EXERCÍCIOS:
a: Segundo o trecho sobre a população rural, em quais países se manifesta sobretudo o processo de enganar os operários à maneira burguesa?
b: Transcreva, sem nenhuma alteração, as linhas de dados que começam na linha que contém "Find the wood grain" e vão até a linha que contém "148 566 L 129", incluindo as duas.

TRECHO DO TEXTO:
>>

Em primeiro lugar, pelo proletariado agrícola, os operários assalariados (contratados por ano, por temporada, por jornada), que ganham seu sustento trabalhando por salário em empresas agrícolas capitalistas. A tarefa fundamental dos Partidos Comunistas de todos os países consiste em organizar esta classe independentemente, à parte dos demais grupos da população rural (no terreno político, militar, sindical, cooperativo, cultural, etc.), desenvolver entre ela uma intensa propaganda e agitação, atraí-la para o lado do Poder Soviético e da ditadura do proletariado.

Em segundo lugar, pelos semiproletários ou camponeses que trabalham em parcelas, isto é, os que ganham seu sustento, em parte, por meio do trabalho assalariado em empresas capitalistas agrícolas e industriais e, em parte, trabalhando na terra própria ou tomada em arrendamento, o que lhes fornece apenas certa parte dos produtos necessários para a subsistência de suas famílias. Este grupo da população trabalhadora do campo é muito numeroso em todos os países capitalistas; os representantes da burguesia e os «socialistas» amarelos da II Internacional dissimulam sua existência e sua situação especial, em parte, enganando, conscientemente os operários e, em parte, caindo cegamente sob a influência da rotina das concepções vulgares e confundindo estes trabalhadores com a massa comum dos «camponeses» em geral. Tal processo de enganar à maneira burguesa os operários manifesta-se, sobretudo, na Alemanha e na França, e também nos Estados Unidos, assim como em outros países. Quando os Partidos Comunistas organizarem devidamente seu trabalho, este grupo será seu partidário seguro, porque a situação destes semiproletários é sumamente penosa e porque, sob o Poder Soviético e a ditadura do proletariado, suas vantagens serão enormes e imediatas.

<<

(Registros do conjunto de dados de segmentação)
>>

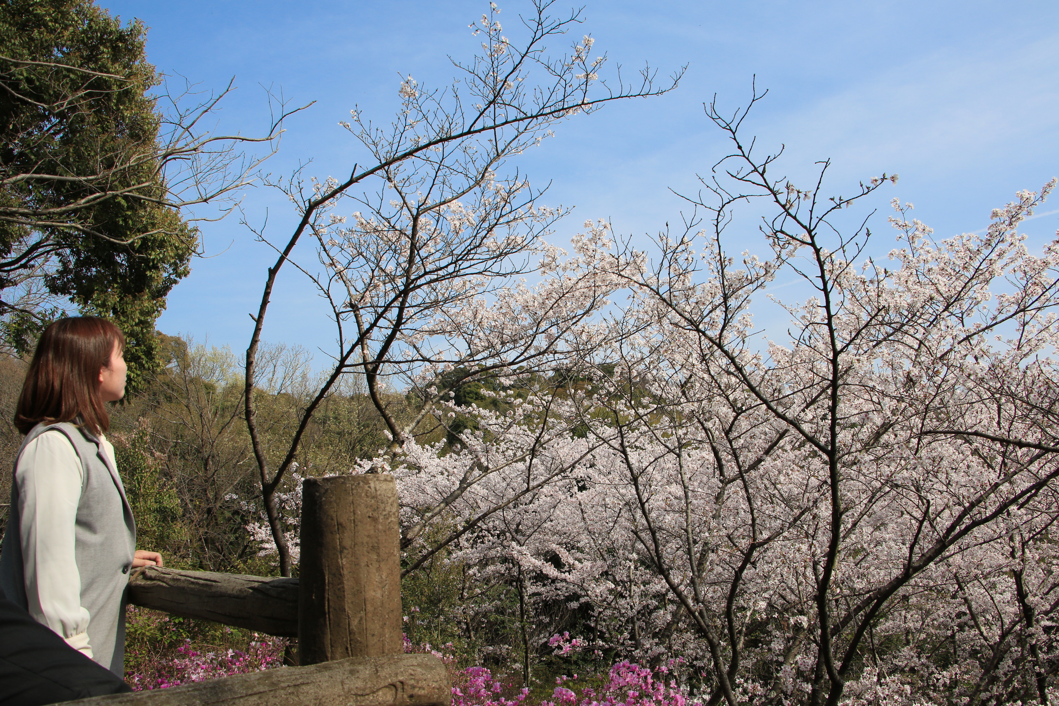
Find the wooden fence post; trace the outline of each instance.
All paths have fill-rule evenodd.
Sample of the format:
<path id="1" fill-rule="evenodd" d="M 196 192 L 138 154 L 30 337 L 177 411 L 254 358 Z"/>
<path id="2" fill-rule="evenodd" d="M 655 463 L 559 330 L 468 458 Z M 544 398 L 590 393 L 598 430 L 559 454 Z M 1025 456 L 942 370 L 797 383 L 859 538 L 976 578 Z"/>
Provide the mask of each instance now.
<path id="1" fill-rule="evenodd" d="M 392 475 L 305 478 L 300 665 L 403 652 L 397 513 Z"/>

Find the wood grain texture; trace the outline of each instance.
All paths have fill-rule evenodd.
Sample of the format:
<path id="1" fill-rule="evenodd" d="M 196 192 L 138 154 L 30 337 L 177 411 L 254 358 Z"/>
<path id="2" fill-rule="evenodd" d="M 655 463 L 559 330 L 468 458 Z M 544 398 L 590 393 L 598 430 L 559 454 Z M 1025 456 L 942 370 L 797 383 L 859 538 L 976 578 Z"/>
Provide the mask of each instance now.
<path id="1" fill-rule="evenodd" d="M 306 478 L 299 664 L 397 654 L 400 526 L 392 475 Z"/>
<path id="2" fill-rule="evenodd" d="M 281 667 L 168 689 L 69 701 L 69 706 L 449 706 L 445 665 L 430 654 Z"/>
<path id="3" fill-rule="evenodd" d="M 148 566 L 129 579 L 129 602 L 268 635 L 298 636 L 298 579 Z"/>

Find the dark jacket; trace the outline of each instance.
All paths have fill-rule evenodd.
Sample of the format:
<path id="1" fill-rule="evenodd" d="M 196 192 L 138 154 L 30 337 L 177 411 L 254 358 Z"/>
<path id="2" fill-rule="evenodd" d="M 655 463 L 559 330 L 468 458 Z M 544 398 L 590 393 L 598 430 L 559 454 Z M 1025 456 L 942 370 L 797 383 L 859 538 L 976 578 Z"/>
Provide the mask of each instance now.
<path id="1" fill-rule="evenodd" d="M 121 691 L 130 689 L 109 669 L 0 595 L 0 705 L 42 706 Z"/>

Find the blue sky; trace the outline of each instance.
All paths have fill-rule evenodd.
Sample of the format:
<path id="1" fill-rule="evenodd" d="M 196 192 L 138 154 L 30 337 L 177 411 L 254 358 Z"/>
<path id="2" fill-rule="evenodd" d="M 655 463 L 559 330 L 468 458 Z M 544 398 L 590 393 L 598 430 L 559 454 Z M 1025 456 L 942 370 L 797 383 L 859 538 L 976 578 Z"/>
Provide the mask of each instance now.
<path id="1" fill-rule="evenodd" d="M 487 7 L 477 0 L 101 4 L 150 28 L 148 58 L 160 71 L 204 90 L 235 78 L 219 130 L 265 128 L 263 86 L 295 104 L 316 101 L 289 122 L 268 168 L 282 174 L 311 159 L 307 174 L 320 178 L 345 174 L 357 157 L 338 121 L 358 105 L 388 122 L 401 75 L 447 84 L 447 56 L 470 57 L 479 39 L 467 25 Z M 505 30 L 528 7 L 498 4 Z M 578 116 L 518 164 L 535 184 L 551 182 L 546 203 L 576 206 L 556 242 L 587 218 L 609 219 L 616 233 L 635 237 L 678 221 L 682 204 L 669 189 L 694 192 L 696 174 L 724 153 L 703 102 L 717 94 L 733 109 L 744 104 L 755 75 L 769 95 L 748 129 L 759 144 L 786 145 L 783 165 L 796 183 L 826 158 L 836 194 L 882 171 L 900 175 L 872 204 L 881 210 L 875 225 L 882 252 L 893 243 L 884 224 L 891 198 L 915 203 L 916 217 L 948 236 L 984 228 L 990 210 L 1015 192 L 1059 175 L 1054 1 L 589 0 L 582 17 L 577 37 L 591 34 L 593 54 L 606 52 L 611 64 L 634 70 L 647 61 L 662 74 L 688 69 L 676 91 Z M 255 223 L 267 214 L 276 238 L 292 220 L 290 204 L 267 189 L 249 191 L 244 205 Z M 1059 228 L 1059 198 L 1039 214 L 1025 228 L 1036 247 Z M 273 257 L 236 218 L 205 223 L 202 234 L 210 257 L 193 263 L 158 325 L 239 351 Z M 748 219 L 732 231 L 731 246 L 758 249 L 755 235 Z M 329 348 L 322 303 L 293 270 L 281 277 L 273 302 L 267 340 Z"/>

<<

RESPOSTAS:
a: Sobretudo na Alemanha e na França, e também nos Estados Unidos.

b:
Find the wood grain texture; trace the outline of each instance.
All paths have fill-rule evenodd.
Sample of the format:
<path id="1" fill-rule="evenodd" d="M 196 192 L 138 154 L 30 337 L 177 411 L 254 358 Z"/>
<path id="2" fill-rule="evenodd" d="M 655 463 L 559 330 L 468 458 Z M 544 398 L 590 393 L 598 430 L 559 454 Z M 1025 456 L 942 370 L 797 383 L 859 538 L 976 578 Z"/>
Provide the mask of each instance now.
<path id="1" fill-rule="evenodd" d="M 306 478 L 299 664 L 397 654 L 400 526 L 392 475 Z"/>
<path id="2" fill-rule="evenodd" d="M 281 667 L 168 689 L 69 701 L 69 706 L 449 706 L 445 665 L 430 654 Z"/>
<path id="3" fill-rule="evenodd" d="M 148 566 L 129 579 L 129 602 L 268 635 L 298 636 L 298 579 Z"/>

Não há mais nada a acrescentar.